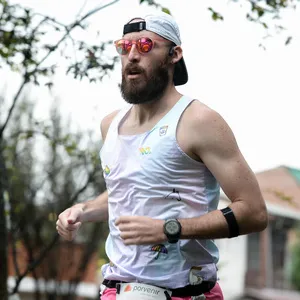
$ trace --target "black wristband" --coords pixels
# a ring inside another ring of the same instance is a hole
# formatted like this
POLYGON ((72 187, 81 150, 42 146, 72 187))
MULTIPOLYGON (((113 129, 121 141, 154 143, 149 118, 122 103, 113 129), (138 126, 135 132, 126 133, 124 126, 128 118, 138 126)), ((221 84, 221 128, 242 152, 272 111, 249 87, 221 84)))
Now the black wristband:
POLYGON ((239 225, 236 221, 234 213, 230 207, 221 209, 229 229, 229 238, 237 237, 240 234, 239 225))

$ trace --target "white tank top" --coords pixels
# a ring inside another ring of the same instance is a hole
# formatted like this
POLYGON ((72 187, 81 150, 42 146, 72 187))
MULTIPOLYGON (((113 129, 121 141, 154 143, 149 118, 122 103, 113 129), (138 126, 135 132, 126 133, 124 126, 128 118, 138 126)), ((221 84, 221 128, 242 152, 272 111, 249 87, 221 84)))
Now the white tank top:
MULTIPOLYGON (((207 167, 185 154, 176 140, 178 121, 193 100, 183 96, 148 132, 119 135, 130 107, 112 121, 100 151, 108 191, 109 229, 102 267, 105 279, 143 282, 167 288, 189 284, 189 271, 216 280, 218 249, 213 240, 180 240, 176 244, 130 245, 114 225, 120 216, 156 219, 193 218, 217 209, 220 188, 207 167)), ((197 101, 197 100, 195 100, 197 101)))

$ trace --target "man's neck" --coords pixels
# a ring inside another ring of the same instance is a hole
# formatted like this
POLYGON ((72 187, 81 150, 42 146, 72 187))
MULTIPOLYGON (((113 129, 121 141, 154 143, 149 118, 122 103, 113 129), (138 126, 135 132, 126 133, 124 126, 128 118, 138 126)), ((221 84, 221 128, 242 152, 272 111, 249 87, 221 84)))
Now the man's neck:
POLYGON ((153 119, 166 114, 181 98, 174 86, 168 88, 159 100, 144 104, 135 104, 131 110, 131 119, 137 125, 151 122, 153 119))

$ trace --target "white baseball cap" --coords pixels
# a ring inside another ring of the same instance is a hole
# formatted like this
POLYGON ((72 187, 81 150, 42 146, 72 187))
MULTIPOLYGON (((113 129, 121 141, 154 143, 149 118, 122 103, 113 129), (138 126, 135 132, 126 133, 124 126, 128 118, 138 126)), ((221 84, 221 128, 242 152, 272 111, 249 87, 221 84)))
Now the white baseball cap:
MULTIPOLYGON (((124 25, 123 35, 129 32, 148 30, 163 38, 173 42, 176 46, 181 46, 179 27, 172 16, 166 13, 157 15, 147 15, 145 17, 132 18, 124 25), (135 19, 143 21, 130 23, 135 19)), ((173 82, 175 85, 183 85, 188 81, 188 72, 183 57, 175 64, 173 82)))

--

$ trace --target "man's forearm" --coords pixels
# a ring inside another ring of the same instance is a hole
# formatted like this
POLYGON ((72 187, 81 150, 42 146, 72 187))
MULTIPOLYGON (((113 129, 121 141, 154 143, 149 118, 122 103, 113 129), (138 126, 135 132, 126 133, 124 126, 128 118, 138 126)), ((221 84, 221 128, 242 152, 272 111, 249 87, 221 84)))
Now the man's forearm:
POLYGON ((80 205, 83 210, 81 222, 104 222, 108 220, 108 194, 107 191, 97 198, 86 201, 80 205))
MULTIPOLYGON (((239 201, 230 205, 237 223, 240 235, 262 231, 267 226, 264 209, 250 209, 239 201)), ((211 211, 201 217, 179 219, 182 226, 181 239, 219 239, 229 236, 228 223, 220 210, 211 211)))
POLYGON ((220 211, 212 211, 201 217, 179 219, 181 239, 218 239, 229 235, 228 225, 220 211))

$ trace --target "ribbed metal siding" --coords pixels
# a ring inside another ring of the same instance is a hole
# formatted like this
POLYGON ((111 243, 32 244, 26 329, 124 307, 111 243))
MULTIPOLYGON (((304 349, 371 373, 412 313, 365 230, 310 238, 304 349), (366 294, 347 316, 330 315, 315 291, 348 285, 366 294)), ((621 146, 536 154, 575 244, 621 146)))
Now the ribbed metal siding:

What to work on: If a line in the data holds the string "trace", copy that line.

Solution:
$ trace --target "black wristband" --coords pixels
$ trace --target "white tank top" --coords pixels
$ trace --target "man's neck" --coords pixels
$ trace --target "white baseball cap" --coords pixels
$ trace --target "man's forearm" --coords pixels
$ trace --target "ribbed metal siding" --coords pixels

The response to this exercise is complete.